→ STATED PROBLEM 1:
In the proof about two intersecting circles, which congruence rule shows that ΔOAO' ≅ ΔOBO'?

→ GIVEN TEXT:
---------------

If two circles interested at two points, then prove that their centers lie on the perpendicular bisector of common chord.
Answers
Answer:
Step-by-step explanation:
Let two circles O and O' intersect at two points A and B .
So that, AB is the common chord of two circles and OO' is the line segment joining the centres.
Let OO' intersect AB at M .
Now, Join the line segments OA, OB , O'A and O'B.
In ΔOAO' and OBO' , we have
⇒ OA = OB (radii of same circle) .
⇒ O'A = O'B (radii of same circle) .
⇒ O'O = OO' (common side) .
ΔOAO' ≅ ΔOBO' (SSS congruency) .
∠AOO' = ∠BOO'.
⇒ ∠AOM = ∠BOM .........(i) .
Now, in ΔAOM and ΔBOM, we have
⇒ OA = OB (radii of same circle) .
⇒ ∠AOM = ∠BOM [ from (i) ] .
⇒ OM = OM (common side) .
ΔAOM ≅ ΔBOM (SAS congruncy) .
AM = BM and ∠AMO = ∠BMO.
But,
∠AMO + ∠BMO = 180° .
⇒ 2∠AMO = 180° .
⇒ ∠AMO = 90° .
Thus, AM = BM and ∠AMO = ∠BMO = 90° .
Hence, OO' is the perpendicular bisector of AB.
Solution:-
To prove :-
→centers lie on the perpendicular bisector of common chord.
Construction:-
- Draw two circles with centre O and O' respectively .
- Join the points A and B to get a common chord (AB)
- Join center's of circle at point M on common chord AB
Now,
In ∆ AOB ,M is the mid point of AB
Similarly in ∆ AO'B. , M is the mid point of AB .
The line drawn through the centre of a circle to bisect a chord is perpendicular to the chord.
Hence proved.

---------------

→ Position annotation records:

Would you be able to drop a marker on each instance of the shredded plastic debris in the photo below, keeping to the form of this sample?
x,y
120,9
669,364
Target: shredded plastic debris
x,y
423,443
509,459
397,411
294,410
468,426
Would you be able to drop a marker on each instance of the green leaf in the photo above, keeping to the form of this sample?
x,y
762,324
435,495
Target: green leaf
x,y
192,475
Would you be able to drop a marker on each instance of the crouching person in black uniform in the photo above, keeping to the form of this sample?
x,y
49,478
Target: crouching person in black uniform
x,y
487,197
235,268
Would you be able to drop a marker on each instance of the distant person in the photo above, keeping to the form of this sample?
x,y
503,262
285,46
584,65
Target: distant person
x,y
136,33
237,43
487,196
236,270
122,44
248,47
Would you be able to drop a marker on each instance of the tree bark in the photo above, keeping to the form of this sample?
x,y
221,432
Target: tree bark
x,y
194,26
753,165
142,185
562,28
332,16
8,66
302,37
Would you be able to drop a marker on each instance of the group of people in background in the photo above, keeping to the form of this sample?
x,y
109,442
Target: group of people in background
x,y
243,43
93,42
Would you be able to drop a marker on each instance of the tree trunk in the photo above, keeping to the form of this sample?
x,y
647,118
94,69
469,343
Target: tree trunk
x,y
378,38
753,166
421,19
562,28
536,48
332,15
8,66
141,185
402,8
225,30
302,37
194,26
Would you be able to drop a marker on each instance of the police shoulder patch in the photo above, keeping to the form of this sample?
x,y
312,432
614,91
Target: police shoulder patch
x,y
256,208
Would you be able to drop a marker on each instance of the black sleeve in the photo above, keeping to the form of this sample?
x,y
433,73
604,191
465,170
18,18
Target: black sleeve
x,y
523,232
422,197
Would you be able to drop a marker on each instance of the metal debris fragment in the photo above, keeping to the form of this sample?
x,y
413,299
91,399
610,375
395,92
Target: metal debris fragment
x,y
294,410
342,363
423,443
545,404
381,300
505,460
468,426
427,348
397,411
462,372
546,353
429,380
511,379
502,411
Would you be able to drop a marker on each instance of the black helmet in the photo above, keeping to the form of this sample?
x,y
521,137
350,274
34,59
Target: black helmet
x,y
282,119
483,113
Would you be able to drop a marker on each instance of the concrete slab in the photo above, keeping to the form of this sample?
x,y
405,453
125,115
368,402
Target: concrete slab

---------------

→ STATED PROBLEM 2:
Extract, line for line without changes, the records from the line containing "of the concrete" through the end of the records.

→ OUTPUT 1:
The SSS congruency rule.

→ OUTPUT 2:
Would you be able to drop a marker on each instance of the concrete slab in the photo above, keeping to the form of this sample?
x,y
405,453
125,115
368,402
Target: concrete slab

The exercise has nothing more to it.